What is required
Rewrite the part of the listing that opens with its first line and closes with the line containing "box: [0, 267, 830, 553]", replacing "positive clicks" with "foreground clicks" and changing nothing else.

Records provided
--- START ---
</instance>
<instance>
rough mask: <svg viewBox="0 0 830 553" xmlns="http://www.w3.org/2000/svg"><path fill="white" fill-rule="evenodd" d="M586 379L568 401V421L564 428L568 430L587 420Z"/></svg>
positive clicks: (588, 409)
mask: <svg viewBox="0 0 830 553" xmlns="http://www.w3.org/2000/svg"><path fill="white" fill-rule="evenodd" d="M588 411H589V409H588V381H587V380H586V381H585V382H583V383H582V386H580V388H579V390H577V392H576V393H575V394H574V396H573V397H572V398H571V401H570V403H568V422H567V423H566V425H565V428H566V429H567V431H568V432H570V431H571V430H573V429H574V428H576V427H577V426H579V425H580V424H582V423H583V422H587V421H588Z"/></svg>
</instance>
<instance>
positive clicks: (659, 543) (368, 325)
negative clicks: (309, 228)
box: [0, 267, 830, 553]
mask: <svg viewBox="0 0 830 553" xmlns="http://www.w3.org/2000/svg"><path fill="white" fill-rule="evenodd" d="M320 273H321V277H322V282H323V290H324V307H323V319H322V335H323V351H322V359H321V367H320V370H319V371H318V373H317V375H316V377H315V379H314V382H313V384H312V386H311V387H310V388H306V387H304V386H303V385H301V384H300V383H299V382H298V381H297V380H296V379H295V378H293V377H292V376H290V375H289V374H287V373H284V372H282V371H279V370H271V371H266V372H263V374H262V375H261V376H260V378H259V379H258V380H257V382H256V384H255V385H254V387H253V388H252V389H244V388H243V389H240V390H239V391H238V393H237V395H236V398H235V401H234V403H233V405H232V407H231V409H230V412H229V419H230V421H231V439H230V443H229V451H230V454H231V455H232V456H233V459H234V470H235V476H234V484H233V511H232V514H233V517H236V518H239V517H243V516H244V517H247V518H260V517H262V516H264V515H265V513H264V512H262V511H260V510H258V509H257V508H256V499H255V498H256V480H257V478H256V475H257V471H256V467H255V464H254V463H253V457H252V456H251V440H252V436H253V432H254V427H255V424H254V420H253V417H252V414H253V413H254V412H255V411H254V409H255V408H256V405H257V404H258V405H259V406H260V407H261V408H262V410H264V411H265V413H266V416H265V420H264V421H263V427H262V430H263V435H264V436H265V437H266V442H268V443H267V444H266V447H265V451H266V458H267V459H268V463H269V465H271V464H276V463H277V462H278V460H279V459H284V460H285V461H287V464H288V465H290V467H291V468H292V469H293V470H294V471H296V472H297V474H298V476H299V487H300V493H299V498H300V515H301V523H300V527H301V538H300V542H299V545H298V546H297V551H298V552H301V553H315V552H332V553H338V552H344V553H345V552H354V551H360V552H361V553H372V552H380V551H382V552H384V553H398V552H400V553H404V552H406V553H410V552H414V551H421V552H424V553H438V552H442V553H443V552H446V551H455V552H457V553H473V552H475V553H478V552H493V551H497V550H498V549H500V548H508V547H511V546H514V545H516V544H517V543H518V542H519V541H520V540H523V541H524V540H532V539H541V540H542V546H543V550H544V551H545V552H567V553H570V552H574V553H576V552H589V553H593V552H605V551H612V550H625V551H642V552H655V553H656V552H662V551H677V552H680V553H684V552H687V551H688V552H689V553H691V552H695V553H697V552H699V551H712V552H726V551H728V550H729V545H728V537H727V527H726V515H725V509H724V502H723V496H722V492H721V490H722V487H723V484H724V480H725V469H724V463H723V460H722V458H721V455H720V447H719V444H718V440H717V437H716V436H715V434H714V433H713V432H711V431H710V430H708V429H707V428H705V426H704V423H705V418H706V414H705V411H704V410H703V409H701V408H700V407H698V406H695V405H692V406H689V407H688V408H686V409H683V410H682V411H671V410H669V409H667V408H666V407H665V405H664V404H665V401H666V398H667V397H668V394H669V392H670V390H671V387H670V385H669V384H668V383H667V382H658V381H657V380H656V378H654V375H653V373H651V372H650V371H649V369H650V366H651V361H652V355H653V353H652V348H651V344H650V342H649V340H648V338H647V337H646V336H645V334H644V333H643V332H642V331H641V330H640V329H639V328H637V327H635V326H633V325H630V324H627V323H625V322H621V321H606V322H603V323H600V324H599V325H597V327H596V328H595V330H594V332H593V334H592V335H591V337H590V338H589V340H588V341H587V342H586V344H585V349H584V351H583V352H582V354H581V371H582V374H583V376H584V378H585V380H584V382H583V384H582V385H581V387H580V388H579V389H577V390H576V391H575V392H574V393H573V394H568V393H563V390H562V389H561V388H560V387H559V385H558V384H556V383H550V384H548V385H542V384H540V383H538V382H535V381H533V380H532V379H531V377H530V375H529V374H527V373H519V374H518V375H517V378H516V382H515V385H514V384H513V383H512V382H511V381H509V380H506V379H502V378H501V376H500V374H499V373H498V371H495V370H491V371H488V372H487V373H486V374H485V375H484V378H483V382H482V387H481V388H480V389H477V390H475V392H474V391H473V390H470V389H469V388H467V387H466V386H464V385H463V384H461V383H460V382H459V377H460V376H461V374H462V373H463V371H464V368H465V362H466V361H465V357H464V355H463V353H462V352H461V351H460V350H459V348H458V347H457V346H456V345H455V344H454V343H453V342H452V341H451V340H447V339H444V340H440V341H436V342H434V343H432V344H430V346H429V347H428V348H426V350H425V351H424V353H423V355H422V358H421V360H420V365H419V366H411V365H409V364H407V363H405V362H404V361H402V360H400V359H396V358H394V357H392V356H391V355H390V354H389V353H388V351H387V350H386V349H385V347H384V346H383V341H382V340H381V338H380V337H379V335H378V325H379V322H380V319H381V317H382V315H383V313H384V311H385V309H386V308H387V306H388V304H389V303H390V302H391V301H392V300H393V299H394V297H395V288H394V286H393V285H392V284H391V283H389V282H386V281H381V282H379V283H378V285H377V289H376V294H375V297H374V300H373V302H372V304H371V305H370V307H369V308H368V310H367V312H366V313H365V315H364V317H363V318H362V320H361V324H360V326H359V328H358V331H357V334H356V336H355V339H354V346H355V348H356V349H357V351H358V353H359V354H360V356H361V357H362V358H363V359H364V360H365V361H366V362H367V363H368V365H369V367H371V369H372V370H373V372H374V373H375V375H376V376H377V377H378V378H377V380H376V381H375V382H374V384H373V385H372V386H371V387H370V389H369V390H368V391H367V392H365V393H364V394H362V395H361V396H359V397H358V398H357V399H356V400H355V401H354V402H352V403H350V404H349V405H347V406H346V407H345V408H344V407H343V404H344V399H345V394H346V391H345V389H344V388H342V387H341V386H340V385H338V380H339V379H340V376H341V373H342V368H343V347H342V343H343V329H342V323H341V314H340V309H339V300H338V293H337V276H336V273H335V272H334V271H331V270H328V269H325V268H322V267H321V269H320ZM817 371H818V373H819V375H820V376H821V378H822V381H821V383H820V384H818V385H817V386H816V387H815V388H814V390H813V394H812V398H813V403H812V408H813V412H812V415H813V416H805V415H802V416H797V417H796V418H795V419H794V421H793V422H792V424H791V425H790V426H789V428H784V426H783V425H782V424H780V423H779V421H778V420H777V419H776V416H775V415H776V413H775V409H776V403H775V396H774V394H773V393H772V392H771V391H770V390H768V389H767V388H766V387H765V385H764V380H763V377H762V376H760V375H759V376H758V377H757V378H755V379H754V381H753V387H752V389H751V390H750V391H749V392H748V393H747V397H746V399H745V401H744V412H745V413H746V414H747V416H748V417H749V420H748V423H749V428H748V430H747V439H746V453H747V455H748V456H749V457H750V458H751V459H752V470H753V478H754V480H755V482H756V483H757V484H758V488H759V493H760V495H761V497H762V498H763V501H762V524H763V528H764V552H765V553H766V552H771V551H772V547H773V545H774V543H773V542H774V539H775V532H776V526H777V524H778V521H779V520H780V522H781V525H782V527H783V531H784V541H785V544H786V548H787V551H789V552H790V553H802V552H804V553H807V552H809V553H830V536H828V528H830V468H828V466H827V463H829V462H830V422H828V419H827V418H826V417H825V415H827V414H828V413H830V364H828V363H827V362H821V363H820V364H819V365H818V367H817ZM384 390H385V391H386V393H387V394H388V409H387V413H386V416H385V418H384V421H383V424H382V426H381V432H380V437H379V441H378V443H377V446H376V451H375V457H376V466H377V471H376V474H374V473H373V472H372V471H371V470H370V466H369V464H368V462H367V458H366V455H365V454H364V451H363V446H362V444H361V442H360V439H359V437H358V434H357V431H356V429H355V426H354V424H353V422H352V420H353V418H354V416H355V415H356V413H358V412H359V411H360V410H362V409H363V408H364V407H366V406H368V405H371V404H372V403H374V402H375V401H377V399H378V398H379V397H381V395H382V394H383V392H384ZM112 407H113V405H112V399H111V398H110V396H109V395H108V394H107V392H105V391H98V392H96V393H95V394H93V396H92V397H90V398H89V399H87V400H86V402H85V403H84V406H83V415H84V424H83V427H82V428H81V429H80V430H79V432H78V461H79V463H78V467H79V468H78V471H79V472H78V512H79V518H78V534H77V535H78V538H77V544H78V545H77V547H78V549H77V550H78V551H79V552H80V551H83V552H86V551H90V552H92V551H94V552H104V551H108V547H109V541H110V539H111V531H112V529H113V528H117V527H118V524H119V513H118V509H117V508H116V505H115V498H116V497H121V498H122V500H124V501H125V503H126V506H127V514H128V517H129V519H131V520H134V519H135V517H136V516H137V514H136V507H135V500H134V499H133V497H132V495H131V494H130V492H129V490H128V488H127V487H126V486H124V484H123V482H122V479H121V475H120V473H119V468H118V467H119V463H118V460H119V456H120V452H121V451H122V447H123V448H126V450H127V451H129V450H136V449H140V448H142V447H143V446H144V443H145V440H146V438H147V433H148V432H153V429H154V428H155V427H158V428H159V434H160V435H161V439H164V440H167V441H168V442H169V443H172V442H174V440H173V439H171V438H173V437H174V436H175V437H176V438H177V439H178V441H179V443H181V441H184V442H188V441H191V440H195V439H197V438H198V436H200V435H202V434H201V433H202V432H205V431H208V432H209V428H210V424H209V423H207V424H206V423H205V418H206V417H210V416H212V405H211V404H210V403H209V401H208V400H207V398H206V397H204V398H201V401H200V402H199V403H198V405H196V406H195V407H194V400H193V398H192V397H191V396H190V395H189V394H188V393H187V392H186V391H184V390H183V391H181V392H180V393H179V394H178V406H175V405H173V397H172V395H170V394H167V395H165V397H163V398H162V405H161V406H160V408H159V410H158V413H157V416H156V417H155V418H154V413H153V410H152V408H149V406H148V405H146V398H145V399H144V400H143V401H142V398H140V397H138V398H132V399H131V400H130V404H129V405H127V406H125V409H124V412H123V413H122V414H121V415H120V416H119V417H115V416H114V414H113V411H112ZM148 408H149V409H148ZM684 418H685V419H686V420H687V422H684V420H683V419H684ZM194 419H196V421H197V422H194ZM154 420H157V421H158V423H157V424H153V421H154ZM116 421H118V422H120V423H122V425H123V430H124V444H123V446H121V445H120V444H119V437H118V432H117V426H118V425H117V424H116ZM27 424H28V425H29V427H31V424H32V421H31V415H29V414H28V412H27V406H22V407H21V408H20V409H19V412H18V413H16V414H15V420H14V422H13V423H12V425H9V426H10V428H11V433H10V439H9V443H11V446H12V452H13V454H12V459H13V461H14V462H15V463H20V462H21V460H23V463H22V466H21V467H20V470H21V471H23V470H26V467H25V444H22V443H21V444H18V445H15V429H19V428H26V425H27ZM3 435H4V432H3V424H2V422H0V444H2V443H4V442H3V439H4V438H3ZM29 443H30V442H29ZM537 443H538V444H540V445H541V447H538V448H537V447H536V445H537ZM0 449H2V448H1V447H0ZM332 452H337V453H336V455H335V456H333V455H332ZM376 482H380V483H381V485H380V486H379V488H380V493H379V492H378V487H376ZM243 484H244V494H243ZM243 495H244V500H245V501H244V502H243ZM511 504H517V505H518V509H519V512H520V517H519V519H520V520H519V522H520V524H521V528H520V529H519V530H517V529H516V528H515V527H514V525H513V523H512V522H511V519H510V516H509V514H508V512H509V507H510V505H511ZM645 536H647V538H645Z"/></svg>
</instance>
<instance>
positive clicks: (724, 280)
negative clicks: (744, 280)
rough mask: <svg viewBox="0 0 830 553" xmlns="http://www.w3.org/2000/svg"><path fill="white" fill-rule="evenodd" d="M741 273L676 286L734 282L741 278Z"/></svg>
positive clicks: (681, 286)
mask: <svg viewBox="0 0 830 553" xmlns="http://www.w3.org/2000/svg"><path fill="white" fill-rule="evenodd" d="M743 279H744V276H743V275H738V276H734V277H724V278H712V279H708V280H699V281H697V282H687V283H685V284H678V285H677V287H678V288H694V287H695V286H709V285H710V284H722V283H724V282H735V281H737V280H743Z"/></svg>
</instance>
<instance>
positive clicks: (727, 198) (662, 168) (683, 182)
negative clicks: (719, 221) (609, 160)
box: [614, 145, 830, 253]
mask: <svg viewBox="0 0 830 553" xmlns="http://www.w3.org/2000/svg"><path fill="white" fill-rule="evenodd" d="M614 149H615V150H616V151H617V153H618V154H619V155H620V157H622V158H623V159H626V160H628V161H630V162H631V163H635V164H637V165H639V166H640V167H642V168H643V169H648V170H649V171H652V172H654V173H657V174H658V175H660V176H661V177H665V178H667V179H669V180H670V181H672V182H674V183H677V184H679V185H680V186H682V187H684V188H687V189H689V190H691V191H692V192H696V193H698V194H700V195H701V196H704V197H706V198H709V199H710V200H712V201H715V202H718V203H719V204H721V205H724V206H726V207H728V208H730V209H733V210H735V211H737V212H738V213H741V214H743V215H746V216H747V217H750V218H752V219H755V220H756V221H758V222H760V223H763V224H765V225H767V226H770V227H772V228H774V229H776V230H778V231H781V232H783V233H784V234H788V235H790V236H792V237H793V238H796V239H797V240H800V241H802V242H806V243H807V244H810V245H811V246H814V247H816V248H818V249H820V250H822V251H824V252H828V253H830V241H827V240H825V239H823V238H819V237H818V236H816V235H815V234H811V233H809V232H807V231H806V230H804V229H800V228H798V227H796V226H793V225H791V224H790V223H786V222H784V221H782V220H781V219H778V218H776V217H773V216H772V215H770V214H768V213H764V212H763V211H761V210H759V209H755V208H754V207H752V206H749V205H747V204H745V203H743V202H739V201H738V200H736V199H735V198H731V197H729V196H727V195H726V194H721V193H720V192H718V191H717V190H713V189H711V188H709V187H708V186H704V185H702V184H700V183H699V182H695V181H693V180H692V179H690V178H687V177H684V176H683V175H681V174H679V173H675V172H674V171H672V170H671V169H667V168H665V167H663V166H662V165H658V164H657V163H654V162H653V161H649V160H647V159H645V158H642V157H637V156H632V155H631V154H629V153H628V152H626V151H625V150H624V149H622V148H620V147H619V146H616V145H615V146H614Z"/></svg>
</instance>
--- END ---
Exercise response
</instance>
<instance>
rough mask: <svg viewBox="0 0 830 553" xmlns="http://www.w3.org/2000/svg"><path fill="white" fill-rule="evenodd" d="M586 379L568 401V421L564 428L568 430L587 420Z"/></svg>
foreground clicks: (588, 409)
mask: <svg viewBox="0 0 830 553" xmlns="http://www.w3.org/2000/svg"><path fill="white" fill-rule="evenodd" d="M588 411H589V409H588V381H587V380H586V381H585V382H583V383H582V386H580V388H579V390H577V392H576V393H575V394H574V396H573V397H572V398H571V401H570V403H568V422H567V423H566V425H565V428H566V429H567V431H568V432H570V431H571V430H573V429H574V428H576V427H577V426H579V425H580V424H582V423H583V422H587V421H588Z"/></svg>
</instance>
<instance>
foreground clicks: (659, 543) (368, 325)
negative clicks: (309, 228)
box: [0, 267, 830, 553]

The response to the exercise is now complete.